# What you have to do:
From the listing below, extract every line containing the string "siding" and reproduce each one unchanged.
◇ ◇ ◇ ◇ ◇
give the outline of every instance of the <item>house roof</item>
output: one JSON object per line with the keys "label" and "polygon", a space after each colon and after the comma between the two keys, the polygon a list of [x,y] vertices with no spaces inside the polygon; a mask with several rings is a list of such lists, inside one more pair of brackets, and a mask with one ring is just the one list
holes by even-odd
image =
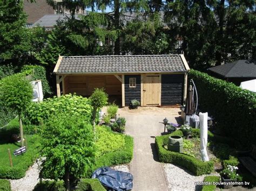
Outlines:
{"label": "house roof", "polygon": [[239,60],[208,69],[224,77],[256,77],[255,60]]}
{"label": "house roof", "polygon": [[[79,19],[78,17],[79,15],[82,14],[76,14],[75,15],[76,19]],[[70,14],[45,15],[32,25],[31,27],[40,26],[45,28],[53,28],[55,25],[57,25],[57,21],[58,20],[64,20],[66,18],[70,18]]]}
{"label": "house roof", "polygon": [[28,23],[34,23],[46,14],[54,14],[54,9],[45,0],[23,1],[24,10],[28,15]]}
{"label": "house roof", "polygon": [[144,73],[186,72],[183,54],[60,56],[56,74]]}

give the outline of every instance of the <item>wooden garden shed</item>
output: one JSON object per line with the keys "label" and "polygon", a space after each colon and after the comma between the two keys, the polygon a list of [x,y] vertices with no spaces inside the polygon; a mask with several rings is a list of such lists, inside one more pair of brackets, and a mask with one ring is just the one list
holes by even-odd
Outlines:
{"label": "wooden garden shed", "polygon": [[190,68],[183,54],[60,56],[53,72],[57,96],[89,96],[95,88],[119,96],[123,107],[183,104]]}

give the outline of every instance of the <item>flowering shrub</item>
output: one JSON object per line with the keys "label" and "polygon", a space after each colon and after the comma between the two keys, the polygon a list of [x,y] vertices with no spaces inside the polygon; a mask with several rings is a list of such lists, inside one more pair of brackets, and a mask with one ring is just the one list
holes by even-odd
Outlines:
{"label": "flowering shrub", "polygon": [[191,132],[191,127],[188,125],[181,125],[180,130],[182,131],[184,135]]}
{"label": "flowering shrub", "polygon": [[227,165],[227,168],[224,168],[221,172],[221,175],[225,179],[233,180],[241,180],[241,177],[237,174],[238,167],[235,166]]}
{"label": "flowering shrub", "polygon": [[166,129],[169,132],[173,132],[176,131],[179,126],[178,124],[171,123],[170,125],[166,126]]}

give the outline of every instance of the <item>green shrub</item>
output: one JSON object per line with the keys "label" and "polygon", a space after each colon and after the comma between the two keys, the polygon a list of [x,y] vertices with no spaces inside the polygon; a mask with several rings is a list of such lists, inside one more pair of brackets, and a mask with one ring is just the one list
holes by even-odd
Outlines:
{"label": "green shrub", "polygon": [[47,120],[52,115],[63,112],[79,116],[83,120],[90,122],[92,107],[90,103],[87,98],[76,94],[48,98],[43,102],[32,103],[26,110],[26,123],[38,125],[42,119]]}
{"label": "green shrub", "polygon": [[122,151],[107,153],[96,159],[94,166],[91,169],[85,171],[85,177],[91,177],[96,169],[103,166],[110,166],[131,162],[133,153],[133,139],[132,137],[127,135],[124,135],[124,137],[125,144],[124,148]]}
{"label": "green shrub", "polygon": [[107,115],[110,117],[110,118],[114,118],[116,117],[116,115],[117,112],[118,107],[114,103],[110,104],[107,109]]}
{"label": "green shrub", "polygon": [[109,125],[110,123],[110,117],[109,115],[104,116],[103,120],[106,125]]}
{"label": "green shrub", "polygon": [[63,180],[55,181],[43,181],[42,183],[38,183],[33,190],[35,191],[65,191],[64,183]]}
{"label": "green shrub", "polygon": [[213,142],[210,142],[209,148],[217,158],[221,160],[228,159],[230,155],[235,151],[226,144]]}
{"label": "green shrub", "polygon": [[11,191],[11,183],[9,180],[0,179],[0,190]]}
{"label": "green shrub", "polygon": [[33,136],[34,144],[29,145],[28,151],[24,154],[22,160],[16,165],[9,166],[0,166],[0,178],[18,179],[25,176],[28,168],[31,166],[39,157],[38,151],[38,136]]}
{"label": "green shrub", "polygon": [[223,160],[223,166],[224,168],[227,168],[228,165],[231,165],[233,166],[238,166],[239,164],[238,159],[234,156],[230,156],[228,160]]}
{"label": "green shrub", "polygon": [[256,144],[256,94],[234,84],[190,70],[200,109],[207,111],[225,135],[244,145]]}
{"label": "green shrub", "polygon": [[97,179],[82,179],[77,184],[77,190],[105,191],[106,189]]}
{"label": "green shrub", "polygon": [[[44,176],[63,180],[65,188],[73,182],[69,176],[80,178],[84,169],[95,160],[95,144],[92,127],[75,114],[58,113],[45,123],[41,133],[40,153],[45,157],[42,167]],[[68,175],[66,175],[68,174]]]}
{"label": "green shrub", "polygon": [[156,137],[156,145],[160,161],[181,166],[197,176],[211,173],[213,170],[212,161],[204,162],[183,153],[167,151],[164,147],[164,145],[168,144],[168,138],[171,135],[183,135],[182,132],[178,130],[173,133]]}
{"label": "green shrub", "polygon": [[204,182],[211,182],[211,184],[209,185],[203,185],[202,191],[212,191],[215,190],[216,185],[213,185],[213,182],[219,182],[220,180],[220,177],[217,176],[207,176],[204,179]]}
{"label": "green shrub", "polygon": [[96,135],[96,157],[110,152],[121,151],[124,147],[124,136],[113,133],[106,127],[97,126]]}

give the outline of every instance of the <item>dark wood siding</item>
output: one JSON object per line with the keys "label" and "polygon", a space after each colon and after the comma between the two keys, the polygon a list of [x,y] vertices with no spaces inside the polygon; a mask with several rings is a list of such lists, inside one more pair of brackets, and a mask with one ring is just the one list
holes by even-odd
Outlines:
{"label": "dark wood siding", "polygon": [[[129,88],[129,78],[136,78],[136,87]],[[137,99],[140,102],[140,75],[125,75],[124,92],[125,106],[129,106],[130,102],[133,99]]]}
{"label": "dark wood siding", "polygon": [[184,74],[163,74],[161,85],[161,105],[183,103]]}

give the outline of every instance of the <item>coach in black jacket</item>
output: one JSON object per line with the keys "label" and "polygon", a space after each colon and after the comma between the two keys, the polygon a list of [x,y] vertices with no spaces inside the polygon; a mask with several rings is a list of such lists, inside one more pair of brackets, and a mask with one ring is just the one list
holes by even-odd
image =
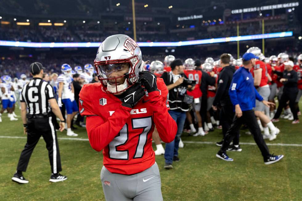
◇ ◇ ◇ ◇ ◇
# Task output:
give the outline of every instance of the <item>dark wood siding</item>
{"label": "dark wood siding", "polygon": [[[129,88],[129,78],[136,78],[136,87]],[[137,99],[140,102],[140,75],[125,75],[124,92],[125,106],[129,106],[130,102],[133,99]]]}
{"label": "dark wood siding", "polygon": [[184,74],[163,74],[161,85],[161,105],[183,103]]}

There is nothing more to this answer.